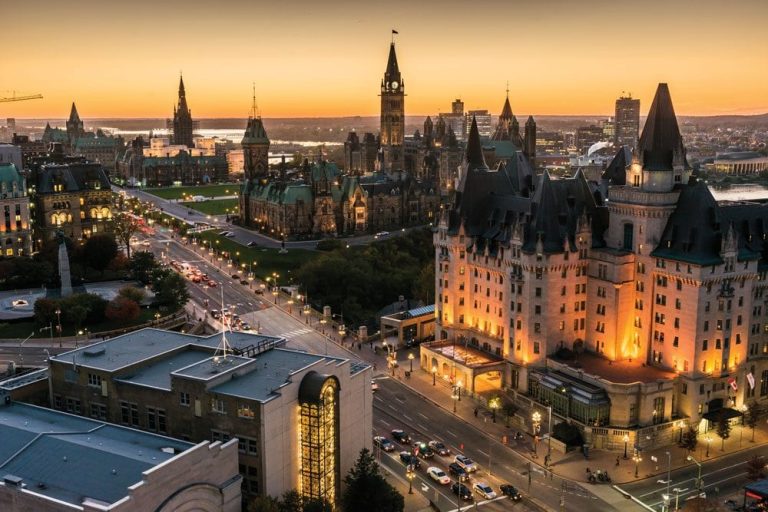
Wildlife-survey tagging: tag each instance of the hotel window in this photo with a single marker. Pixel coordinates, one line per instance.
(94, 380)
(245, 411)
(217, 405)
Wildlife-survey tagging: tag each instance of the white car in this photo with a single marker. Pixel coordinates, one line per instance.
(438, 475)
(466, 463)
(484, 490)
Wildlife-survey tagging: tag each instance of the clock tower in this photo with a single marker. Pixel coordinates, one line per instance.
(392, 114)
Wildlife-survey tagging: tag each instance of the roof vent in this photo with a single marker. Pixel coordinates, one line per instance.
(94, 351)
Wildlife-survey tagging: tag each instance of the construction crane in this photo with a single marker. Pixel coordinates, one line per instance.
(21, 98)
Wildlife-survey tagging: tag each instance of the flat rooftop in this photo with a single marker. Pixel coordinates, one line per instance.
(271, 371)
(146, 344)
(621, 372)
(70, 458)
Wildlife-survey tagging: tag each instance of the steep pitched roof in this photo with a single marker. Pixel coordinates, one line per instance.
(661, 146)
(474, 153)
(255, 132)
(616, 172)
(393, 71)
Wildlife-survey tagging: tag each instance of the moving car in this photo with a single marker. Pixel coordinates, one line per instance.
(439, 448)
(466, 463)
(400, 436)
(409, 459)
(511, 492)
(383, 443)
(458, 472)
(462, 491)
(484, 490)
(424, 451)
(438, 475)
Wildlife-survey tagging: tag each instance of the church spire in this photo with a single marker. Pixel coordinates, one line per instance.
(474, 155)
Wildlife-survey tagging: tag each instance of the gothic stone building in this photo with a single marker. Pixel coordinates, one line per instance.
(656, 288)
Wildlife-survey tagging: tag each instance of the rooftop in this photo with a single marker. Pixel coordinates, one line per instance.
(145, 344)
(620, 372)
(71, 458)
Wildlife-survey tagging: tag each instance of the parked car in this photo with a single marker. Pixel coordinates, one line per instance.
(401, 437)
(409, 459)
(511, 492)
(466, 463)
(484, 490)
(458, 472)
(439, 448)
(438, 475)
(384, 443)
(462, 491)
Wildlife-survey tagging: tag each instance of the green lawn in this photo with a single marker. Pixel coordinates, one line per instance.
(267, 260)
(227, 189)
(217, 207)
(25, 328)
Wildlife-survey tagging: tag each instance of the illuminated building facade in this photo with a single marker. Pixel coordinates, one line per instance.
(15, 227)
(656, 292)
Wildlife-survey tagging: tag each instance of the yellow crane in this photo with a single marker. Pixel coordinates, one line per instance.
(21, 98)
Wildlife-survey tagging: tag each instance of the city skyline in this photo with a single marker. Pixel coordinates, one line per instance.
(326, 61)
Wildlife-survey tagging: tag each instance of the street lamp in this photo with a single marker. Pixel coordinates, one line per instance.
(536, 417)
(409, 474)
(691, 458)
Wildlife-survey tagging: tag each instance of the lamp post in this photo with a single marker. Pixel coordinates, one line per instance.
(409, 474)
(626, 441)
(637, 459)
(536, 417)
(691, 458)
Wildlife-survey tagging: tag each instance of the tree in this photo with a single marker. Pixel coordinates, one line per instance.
(723, 428)
(170, 288)
(368, 490)
(756, 468)
(125, 226)
(131, 292)
(99, 251)
(753, 415)
(142, 265)
(262, 504)
(122, 310)
(690, 438)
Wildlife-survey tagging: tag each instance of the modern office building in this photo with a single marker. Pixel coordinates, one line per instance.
(626, 122)
(57, 462)
(629, 316)
(300, 419)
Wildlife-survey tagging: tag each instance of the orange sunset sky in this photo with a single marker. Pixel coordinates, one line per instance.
(315, 58)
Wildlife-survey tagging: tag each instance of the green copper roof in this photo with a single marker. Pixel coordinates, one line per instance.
(255, 132)
(8, 175)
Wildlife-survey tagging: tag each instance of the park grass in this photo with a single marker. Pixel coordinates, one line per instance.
(225, 189)
(217, 207)
(267, 260)
(22, 329)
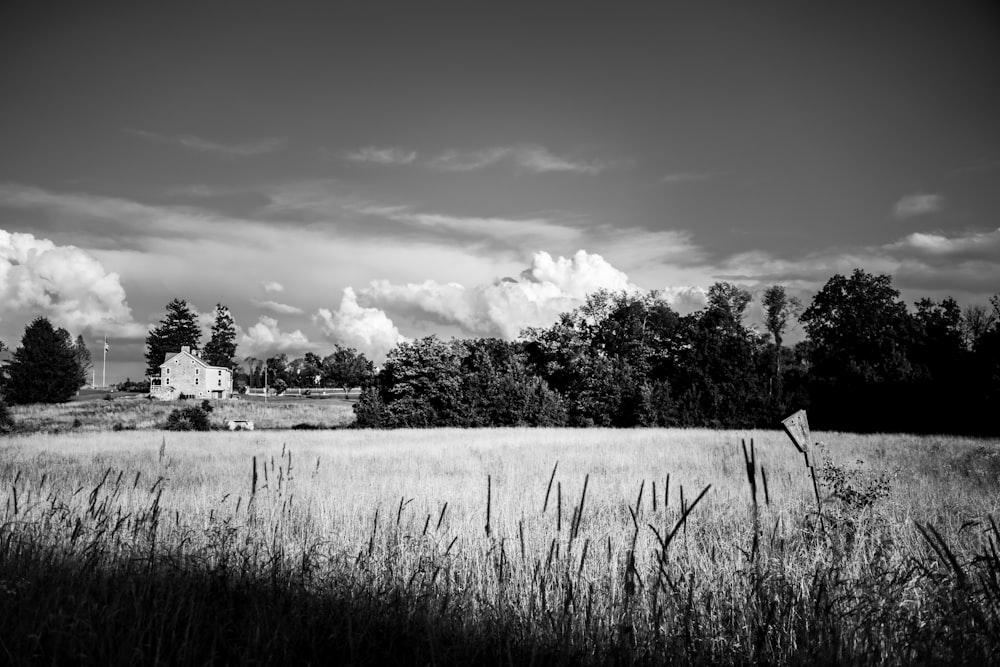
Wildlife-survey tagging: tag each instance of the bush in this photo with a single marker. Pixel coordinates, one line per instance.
(6, 420)
(188, 419)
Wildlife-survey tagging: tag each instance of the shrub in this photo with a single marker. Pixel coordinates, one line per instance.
(6, 420)
(188, 419)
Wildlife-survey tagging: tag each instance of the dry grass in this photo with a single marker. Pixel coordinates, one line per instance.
(134, 411)
(453, 547)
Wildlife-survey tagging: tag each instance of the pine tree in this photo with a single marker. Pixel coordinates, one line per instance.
(178, 328)
(83, 359)
(45, 368)
(221, 349)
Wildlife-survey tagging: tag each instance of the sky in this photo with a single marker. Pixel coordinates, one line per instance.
(368, 173)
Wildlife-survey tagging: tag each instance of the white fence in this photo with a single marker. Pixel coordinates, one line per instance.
(308, 392)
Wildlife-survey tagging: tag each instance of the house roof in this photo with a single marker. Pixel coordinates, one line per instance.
(184, 352)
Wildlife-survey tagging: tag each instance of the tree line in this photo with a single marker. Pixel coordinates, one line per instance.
(868, 363)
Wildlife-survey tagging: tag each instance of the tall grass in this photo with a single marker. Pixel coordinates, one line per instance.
(497, 547)
(135, 412)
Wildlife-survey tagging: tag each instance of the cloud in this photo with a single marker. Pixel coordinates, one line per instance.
(546, 288)
(685, 299)
(688, 177)
(369, 330)
(382, 156)
(935, 246)
(63, 283)
(533, 158)
(200, 145)
(272, 286)
(912, 205)
(275, 307)
(265, 338)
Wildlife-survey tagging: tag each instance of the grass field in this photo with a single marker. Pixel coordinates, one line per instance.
(94, 414)
(497, 547)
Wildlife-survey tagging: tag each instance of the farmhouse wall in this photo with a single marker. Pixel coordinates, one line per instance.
(185, 373)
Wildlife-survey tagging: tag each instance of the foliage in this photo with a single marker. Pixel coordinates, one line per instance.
(6, 418)
(45, 368)
(221, 348)
(193, 418)
(778, 309)
(178, 328)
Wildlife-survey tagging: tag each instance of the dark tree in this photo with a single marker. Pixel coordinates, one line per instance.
(347, 368)
(862, 337)
(83, 359)
(860, 329)
(728, 299)
(44, 368)
(178, 328)
(778, 309)
(977, 320)
(221, 349)
(420, 386)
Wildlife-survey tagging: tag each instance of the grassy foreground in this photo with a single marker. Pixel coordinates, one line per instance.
(135, 412)
(497, 547)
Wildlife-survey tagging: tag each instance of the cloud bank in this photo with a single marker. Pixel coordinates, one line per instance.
(548, 287)
(63, 283)
(912, 205)
(369, 330)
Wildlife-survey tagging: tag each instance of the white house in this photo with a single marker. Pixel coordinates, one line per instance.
(186, 373)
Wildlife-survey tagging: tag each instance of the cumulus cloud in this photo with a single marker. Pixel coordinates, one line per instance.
(275, 307)
(685, 299)
(548, 287)
(270, 286)
(972, 245)
(530, 157)
(265, 338)
(918, 204)
(63, 283)
(678, 178)
(369, 330)
(382, 156)
(198, 144)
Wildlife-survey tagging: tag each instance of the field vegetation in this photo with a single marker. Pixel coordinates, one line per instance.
(122, 411)
(507, 546)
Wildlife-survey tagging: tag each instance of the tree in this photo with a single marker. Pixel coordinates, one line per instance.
(347, 368)
(178, 328)
(83, 359)
(778, 308)
(729, 299)
(977, 320)
(44, 368)
(862, 337)
(221, 349)
(420, 385)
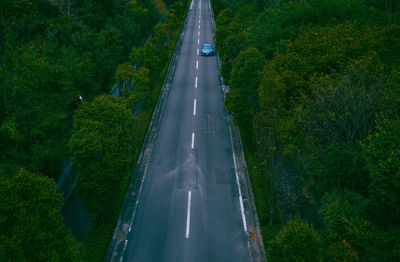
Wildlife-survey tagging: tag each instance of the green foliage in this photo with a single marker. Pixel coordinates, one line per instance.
(102, 143)
(382, 151)
(296, 242)
(242, 100)
(327, 102)
(31, 224)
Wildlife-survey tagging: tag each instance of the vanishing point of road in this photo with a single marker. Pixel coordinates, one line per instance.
(190, 206)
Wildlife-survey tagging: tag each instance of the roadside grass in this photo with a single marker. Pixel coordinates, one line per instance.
(266, 202)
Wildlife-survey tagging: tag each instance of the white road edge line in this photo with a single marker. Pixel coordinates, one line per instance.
(138, 197)
(238, 184)
(188, 214)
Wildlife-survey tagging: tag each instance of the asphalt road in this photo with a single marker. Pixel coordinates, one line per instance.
(189, 207)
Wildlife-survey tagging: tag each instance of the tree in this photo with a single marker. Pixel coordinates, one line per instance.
(242, 100)
(382, 152)
(296, 242)
(102, 143)
(31, 223)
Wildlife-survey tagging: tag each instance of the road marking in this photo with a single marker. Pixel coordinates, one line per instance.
(188, 214)
(238, 184)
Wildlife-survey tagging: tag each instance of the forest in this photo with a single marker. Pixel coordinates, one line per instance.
(315, 90)
(59, 60)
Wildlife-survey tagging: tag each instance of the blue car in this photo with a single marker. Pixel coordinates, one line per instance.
(207, 49)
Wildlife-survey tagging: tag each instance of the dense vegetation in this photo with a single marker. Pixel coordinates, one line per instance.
(53, 55)
(314, 88)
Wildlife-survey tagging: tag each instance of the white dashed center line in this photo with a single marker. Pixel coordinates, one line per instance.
(188, 214)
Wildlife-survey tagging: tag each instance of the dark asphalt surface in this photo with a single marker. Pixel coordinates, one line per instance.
(162, 229)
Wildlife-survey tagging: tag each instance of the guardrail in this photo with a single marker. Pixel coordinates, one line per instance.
(119, 239)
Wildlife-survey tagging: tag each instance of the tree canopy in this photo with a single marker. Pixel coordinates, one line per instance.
(318, 113)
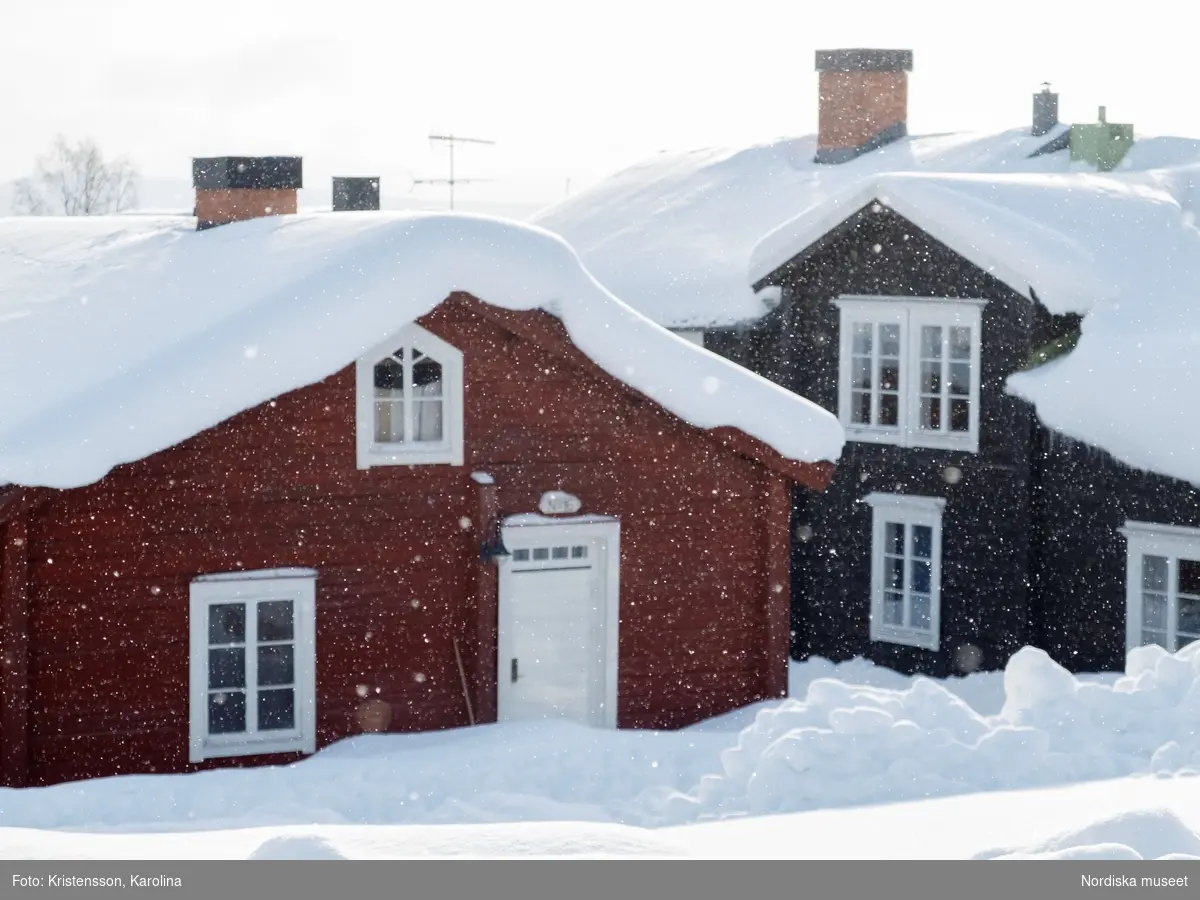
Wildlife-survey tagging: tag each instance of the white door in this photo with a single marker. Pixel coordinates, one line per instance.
(553, 641)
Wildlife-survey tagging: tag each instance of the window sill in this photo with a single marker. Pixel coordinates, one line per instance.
(906, 637)
(913, 441)
(214, 749)
(385, 455)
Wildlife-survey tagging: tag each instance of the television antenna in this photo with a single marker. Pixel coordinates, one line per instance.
(451, 141)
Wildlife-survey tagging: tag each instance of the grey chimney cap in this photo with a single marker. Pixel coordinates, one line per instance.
(864, 60)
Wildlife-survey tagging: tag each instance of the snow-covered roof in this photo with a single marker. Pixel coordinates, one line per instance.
(673, 235)
(121, 336)
(1122, 250)
(1077, 240)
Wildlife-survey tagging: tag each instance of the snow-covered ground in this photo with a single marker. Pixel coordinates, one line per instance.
(859, 763)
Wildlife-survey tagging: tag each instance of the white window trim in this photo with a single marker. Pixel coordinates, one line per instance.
(910, 510)
(372, 453)
(910, 312)
(603, 534)
(299, 586)
(1145, 539)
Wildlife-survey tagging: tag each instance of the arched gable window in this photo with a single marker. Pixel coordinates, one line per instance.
(409, 402)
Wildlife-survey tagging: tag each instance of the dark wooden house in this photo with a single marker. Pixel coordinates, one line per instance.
(958, 527)
(473, 522)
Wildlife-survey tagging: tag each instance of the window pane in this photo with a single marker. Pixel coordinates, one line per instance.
(861, 373)
(390, 375)
(893, 574)
(960, 414)
(923, 541)
(227, 667)
(390, 421)
(893, 539)
(276, 709)
(427, 420)
(889, 408)
(960, 379)
(275, 621)
(1189, 617)
(1153, 574)
(960, 343)
(921, 576)
(1153, 612)
(931, 413)
(227, 713)
(889, 375)
(1188, 577)
(426, 376)
(919, 607)
(889, 340)
(276, 665)
(893, 609)
(861, 408)
(862, 340)
(1149, 637)
(930, 377)
(227, 623)
(931, 342)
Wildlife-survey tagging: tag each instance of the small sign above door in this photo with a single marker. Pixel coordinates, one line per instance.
(557, 503)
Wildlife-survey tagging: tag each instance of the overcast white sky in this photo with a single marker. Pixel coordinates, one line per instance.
(567, 89)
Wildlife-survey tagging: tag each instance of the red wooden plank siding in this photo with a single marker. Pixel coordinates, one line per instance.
(777, 537)
(15, 654)
(397, 555)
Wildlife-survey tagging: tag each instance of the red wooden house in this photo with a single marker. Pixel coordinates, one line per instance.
(496, 508)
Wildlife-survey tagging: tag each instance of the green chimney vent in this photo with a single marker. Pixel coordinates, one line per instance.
(1102, 144)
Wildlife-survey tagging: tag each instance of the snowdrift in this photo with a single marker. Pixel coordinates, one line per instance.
(840, 744)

**WORK TO COMPLETE**:
Render the lines of the records as a JSON list of strings, one string per line, beginning with the line containing "Wildlife-survey tagging: tag each instance of the overcast" and continuing through the end of the records, both ends included and blank lines omitted.

**SOLUTION FOR THIS TASK**:
[
  "Wildlife-survey tagging: tag each instance of the overcast white sky in this photo with a single marker. Pixel coordinates, one line per instance.",
  "(567, 89)",
  "Wildlife-survey tagging: tag each instance of the red wooden plank siding in this photo with a single marker. Pixel coordinates, one line per instance.",
  "(777, 537)",
  "(15, 654)",
  "(397, 555)",
  "Wildlife-survey tagging: tag each instance of the red wooden house in this photo with a single marker. Pixel coordinates, one line per instance.",
  "(496, 508)",
  "Wildlife-survey tagging: tag each instance of the green chimney vent in this photo with a single marker. Pixel coordinates, one line per instance.",
  "(1102, 144)",
  "Wildlife-survey tagging: tag each instance of the snowdrift in this photo with a single marker. Pixel coordinates, one line per instance.",
  "(840, 744)"
]